Exercise task => Give every line below again, exactly.

=== Available data ===

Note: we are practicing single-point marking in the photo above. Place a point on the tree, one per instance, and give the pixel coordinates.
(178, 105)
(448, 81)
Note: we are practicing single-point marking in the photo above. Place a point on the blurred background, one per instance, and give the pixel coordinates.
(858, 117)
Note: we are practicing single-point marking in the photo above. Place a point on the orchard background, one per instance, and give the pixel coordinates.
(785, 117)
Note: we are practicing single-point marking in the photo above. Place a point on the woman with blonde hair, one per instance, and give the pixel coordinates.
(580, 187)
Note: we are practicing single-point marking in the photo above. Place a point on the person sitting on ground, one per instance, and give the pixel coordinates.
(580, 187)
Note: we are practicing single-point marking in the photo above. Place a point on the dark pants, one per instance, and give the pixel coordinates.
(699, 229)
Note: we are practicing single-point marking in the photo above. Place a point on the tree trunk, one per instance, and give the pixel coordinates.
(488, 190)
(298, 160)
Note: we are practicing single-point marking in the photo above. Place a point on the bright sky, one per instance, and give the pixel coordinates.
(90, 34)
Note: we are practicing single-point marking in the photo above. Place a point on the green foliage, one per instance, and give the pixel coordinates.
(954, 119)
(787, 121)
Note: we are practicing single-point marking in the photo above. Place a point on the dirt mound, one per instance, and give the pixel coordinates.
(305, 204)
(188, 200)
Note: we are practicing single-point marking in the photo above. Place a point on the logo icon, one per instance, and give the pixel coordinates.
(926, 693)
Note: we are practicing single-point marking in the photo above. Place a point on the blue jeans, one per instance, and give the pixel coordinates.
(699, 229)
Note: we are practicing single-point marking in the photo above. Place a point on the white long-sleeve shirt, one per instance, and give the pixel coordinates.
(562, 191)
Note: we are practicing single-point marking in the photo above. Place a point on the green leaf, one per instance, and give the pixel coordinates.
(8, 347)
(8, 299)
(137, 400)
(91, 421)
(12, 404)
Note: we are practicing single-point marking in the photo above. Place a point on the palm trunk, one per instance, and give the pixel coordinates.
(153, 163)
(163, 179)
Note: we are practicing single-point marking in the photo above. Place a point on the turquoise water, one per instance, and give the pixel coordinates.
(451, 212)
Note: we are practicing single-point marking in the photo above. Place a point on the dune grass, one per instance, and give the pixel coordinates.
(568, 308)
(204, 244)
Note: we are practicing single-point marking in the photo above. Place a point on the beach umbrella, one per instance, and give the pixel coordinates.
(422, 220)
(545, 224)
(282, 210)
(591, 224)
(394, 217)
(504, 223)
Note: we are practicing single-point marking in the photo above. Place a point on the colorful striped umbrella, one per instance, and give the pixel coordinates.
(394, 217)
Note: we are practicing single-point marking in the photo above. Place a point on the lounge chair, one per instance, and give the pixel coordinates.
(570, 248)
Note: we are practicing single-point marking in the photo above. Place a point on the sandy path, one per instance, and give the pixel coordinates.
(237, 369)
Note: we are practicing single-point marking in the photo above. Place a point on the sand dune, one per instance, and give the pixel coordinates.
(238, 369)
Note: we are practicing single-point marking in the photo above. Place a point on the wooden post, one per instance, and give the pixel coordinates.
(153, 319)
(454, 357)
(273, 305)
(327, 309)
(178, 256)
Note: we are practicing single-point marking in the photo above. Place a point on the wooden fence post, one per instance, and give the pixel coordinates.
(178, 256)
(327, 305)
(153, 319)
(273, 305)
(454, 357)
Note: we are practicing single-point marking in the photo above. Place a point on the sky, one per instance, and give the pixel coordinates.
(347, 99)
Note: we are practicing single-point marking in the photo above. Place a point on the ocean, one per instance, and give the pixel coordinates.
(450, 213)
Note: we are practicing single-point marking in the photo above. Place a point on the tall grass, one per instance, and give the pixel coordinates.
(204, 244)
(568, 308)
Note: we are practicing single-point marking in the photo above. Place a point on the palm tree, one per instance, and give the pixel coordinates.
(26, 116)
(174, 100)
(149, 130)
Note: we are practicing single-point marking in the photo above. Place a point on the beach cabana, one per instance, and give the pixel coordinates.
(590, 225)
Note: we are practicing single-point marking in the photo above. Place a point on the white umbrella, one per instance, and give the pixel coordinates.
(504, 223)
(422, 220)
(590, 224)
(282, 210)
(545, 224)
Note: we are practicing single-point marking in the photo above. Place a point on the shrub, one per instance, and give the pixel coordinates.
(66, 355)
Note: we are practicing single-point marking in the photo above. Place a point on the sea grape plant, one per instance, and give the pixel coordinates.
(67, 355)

===

Output of the exercise =>
Note: we are practicing single-point marking in the photo above. Place a point on the tree, one per instance, and give the pixel coordinates.
(178, 105)
(448, 81)
Note: we are practicing single-point marking in the photo above. Place a point on the blurred background, one per instance, and give the pixel coordinates.
(858, 117)
Note: we are practicing single-point marking in the photo above. Place a point on the orchard background, one per instance, and give the pixel coordinates.
(785, 117)
Note: we are practicing single-point marking in the photo above. Place a point on the woman with blonde hair, one per instance, and give the pixel coordinates.
(580, 187)
Note: we are practicing single-point marking in the photo above. Place a point on the person sitting on ground, one per instance, and give the pixel coordinates.
(580, 187)
Note: we are practicing single-point marking in the photo above. Place a point on the dark pants, one per instance, and give the pixel coordinates.
(699, 229)
Note: we are practicing single-point marking in the photo above. Place a point on the tree trunk, one per instance, and give the pixel coordinates.
(488, 190)
(298, 160)
Note: we are practicing single-point marking in the photo above. Place a point on the bright sky, one per instance, and give the pixel coordinates.
(90, 34)
Note: we are practicing single-point marking in the photo above. Place a point on the green foliage, one per instance, and give the pixel coordinates.
(954, 119)
(787, 121)
Note: we are practicing single-point marking in the photo above. Place a point on the dirt mound, one per instance, and give the pixel coordinates.
(305, 204)
(188, 200)
Note: we are practicing single-point marking in the photo above. Place a point on the logo icon, one per instance, and give the pixel coordinates.
(926, 693)
Note: we are practicing single-point marking in the photo above. Place a point on the blue jeans, one per instance, and give the pixel coordinates.
(699, 229)
Note: we are practicing single-point marking in the photo above. Place a point on the white long-sleeve shirt, one per instance, and give the pixel coordinates.
(562, 191)
Note: we are practicing single-point marking in the photo above. Place a point on the green leaf, one per instance, and give the pixel coordinates.
(8, 347)
(8, 299)
(137, 400)
(91, 421)
(12, 404)
Note: we are practicing single-point marking in the photo above. Place a point on the palm trunk, one per instance, and give the pixel coordinates.
(153, 163)
(163, 179)
Note: we are practicing single-point marking in the photo above. Place a point on the turquoise water, one per instance, and give the pixel coordinates.
(451, 212)
Note: we are practicing single-point marking in the photo above. Place a point on the dune grass, one per instance, and give the pixel coordinates.
(568, 308)
(204, 244)
Note: we are practicing single-point marking in the photo above. Place a point on the beach umbrella, one per instance, and give the pixel coordinates.
(422, 220)
(545, 224)
(282, 210)
(591, 224)
(394, 217)
(504, 223)
Note: we are practicing single-point marking in the photo above. Place a point on the colorful striped umbrella, one per instance, and give the pixel coordinates.
(394, 217)
Note: we are practicing single-point marking in the photo above. Place a point on the lounge chair, one per instance, and give the pixel coordinates.
(570, 248)
Note: we are practicing single-point marking in the photo above. Place a point on the sandy path, one per instance, and give the pixel coordinates.
(237, 369)
Note: we are practicing single-point marking in the photo above. Place a point on the sand dune, one per instance, and give the pixel coordinates.
(238, 369)
Note: we are practicing single-point marking in the photo above. Place a point on the wooden post, one per instance, and give the pixel coordinates.
(153, 319)
(454, 357)
(273, 305)
(327, 309)
(178, 256)
Note: we are practicing single-point marking in the photo above. Place a point on the wooden fence post, one per instance, and give the pixel coordinates.
(178, 256)
(327, 305)
(153, 319)
(273, 305)
(454, 357)
Note: we are practicing single-point marking in the photo above. Place a point on the sky, one per instance, and give the pixel coordinates.
(347, 99)
Note: we are practicing single-point marking in the photo above. Place a point on the ocean, one per instance, and give the pixel coordinates.
(450, 213)
Note: we are practicing single-point marking in the photo above. Place a point on the tall grass, one per instance, and give the pixel coordinates.
(204, 244)
(568, 308)
Note: we are practicing single-point marking in the photo above. Place a point on the palm tree, one per instance, and give the pixel coordinates.
(26, 116)
(174, 100)
(149, 130)
Note: we are practicing single-point marking in the photo above. Place a point on the beach cabana, one per instance, and give the pixel coordinates.
(590, 225)
Note: we are practicing single-point marking in the photo above. Place a point on the white umbrella, one per instance, and give the pixel coordinates.
(504, 223)
(422, 220)
(590, 224)
(282, 210)
(545, 224)
Note: we are practicing single-point marking in the photo above. Place a point on the shrub, one per instance, and give the pixel coordinates.
(66, 355)
Note: we are practicing single-point marking in the photo above. Place a point on the sea grape plant, one per instance, and give the pixel coordinates.
(67, 355)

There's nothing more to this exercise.